# Required work:
a – Using the Eijiro converter script, decide whether each statement agrees with it: (i) the script requires Python 2.7; (ii) version 0.2 made processing more than ten times faster; (iii) the script may not be redistributed. Answer yes or no for each and quote the deciding words.
b – Continue the Eijiro converter script from the point where it ends, keeping its commented Python style.

# Passage:
=-=-=-=-=
★リバース辞郎★ 英辞郎の【Logophileバイナリ形式ファイル】を従来のテキスト形式に戻すためのツール

# coding=utf-8
#
# NOTE: Unfortunately the 英辞郎 maintainer seems to have stopped selling the
# Logophile version, apparently right after they found out that this
# conversion script had appeared... Hopefully it'll still be useful for those
# who already bought that version. I wish I could do something about this
# person's misguided way of thinking, but I can't.
#
# ★リバース辞郎 by リバースくん★
#
# Eijiro/英辞郎 Logophile binary to plain text converter.
# 英辞郎の【Logophileバイナリ形式ファイル】を従来のテキスト形式に戻すためのツール。
# Version: 0.2
#
# Requirements: Python 2.7
#
# Usage: python lpb2txt.py [-h] [-v] lpbdir [outfile]
# Examples:
#   python lpb2txt.py C:\temp\eijiro-sample out.txt
#   python lpb2txt.py -v C:\temp\eijiro > eijiro.txt
#   python lpb2txt.py C:\Users\myname\Documents\eijiro | grep "reverse"
#   python lpb2txt.py "C:\Documents and Settings\me\My Documents\ei" temp.txt
#
# This is free software.
# You can use, modify and distribute it however you like.
# これはフリーソフトです。自由に使ったり、配布したり、変更したりすることができます。
#
#
# VERSION HISTORY
#
# V0.2 (08/20/2015)
# Fixed a bug with headwords containing '\' messing up regex
# that wasn't really necessary anyway.
# Processing time is over 3 times faster now.
#
# V0.1 (08/19/2015)
# Initial version
#
#
# 日本語の説明は？
# 残念ながら、こんな技術的な説明を日本語で書くのはちょっと複雑すぎるので、ご了承よろしくお願い致します。
# Google Translateとか英辞郎とかを利用して理解することができなくはないと思います。m(＿ ＿)m
#
# WHAT IS THIS?
# This is a proof-of-concept Python 2.x script for converting
# Eijiro/英辞郎 dictionary data back to the original text format
# from the Logophile binary format it is now exclusivaly
# distributed in.
#
# WHY MAKE THIS?
# No offense to the 英辞郎 maintainer, whose hard work we all very
# much appreciate, but once someone buys your dictionary data,
# they should be able to use it for personal use however they like,
# without getting locked into a specific software program.
=-=-=-=-=
# Entries provided:
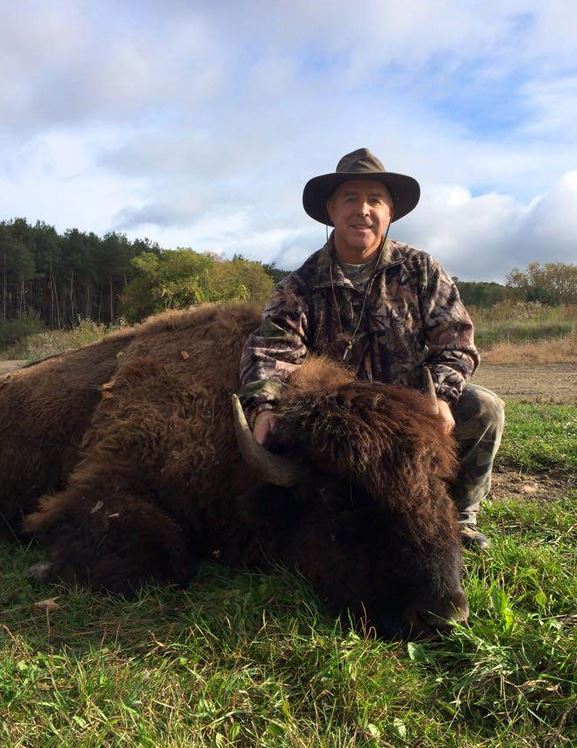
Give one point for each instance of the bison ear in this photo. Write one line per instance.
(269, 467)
=-=-=-=-=
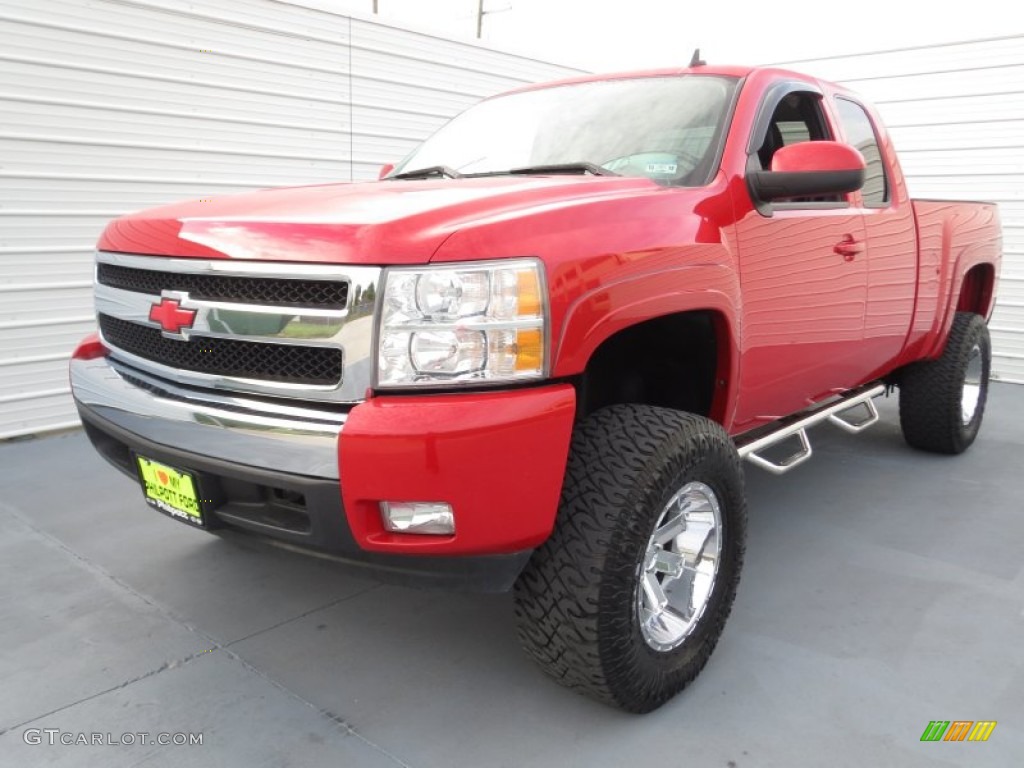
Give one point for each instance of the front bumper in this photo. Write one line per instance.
=-=-=-=-=
# Results by task:
a –
(i) Yes: "Requirements: Python 2.7"
(ii) No: "Processing time is over 3 times faster now."
(iii) No: "You can use, modify and distribute it however you like."

b –
#
# IS THIS A PIRACY TOOL?
# This script has absolutely nothing to do with piracy. It is
# meant for those who have legally purchased their 英辞郎 data in
# the new binary format, but for example want to convert it to
# EPWING for use with EBPocket or a similar program.
#
# IS THIS WELL-TESTED?
# No, this has NOT been extensively tested, but it seems to work OK
# with the freely-provided eijiro-sample files.
# Tested ONLY with Python 2.7 under Windows, and at this point
# NOT tested AT ALL with the full version of binary Eijiro&Ryakujiro/
# 英辞郎&略辞郎, nor with binary Reijiro/例辞郎 or Waeijiro/和英辞郎
# (which isn't even available yet).
# Thus, it is entirely possible that some data may accidentally get
# substituted out during conversion, so USE AT YOUR OWN RISK.
# And, if you're at all capable, please fix the bugs you find and
# share the improved code.
#
# HOW CAN I KNOW THIS WORKS BEFORE I BUY THE BINARY 英辞郎?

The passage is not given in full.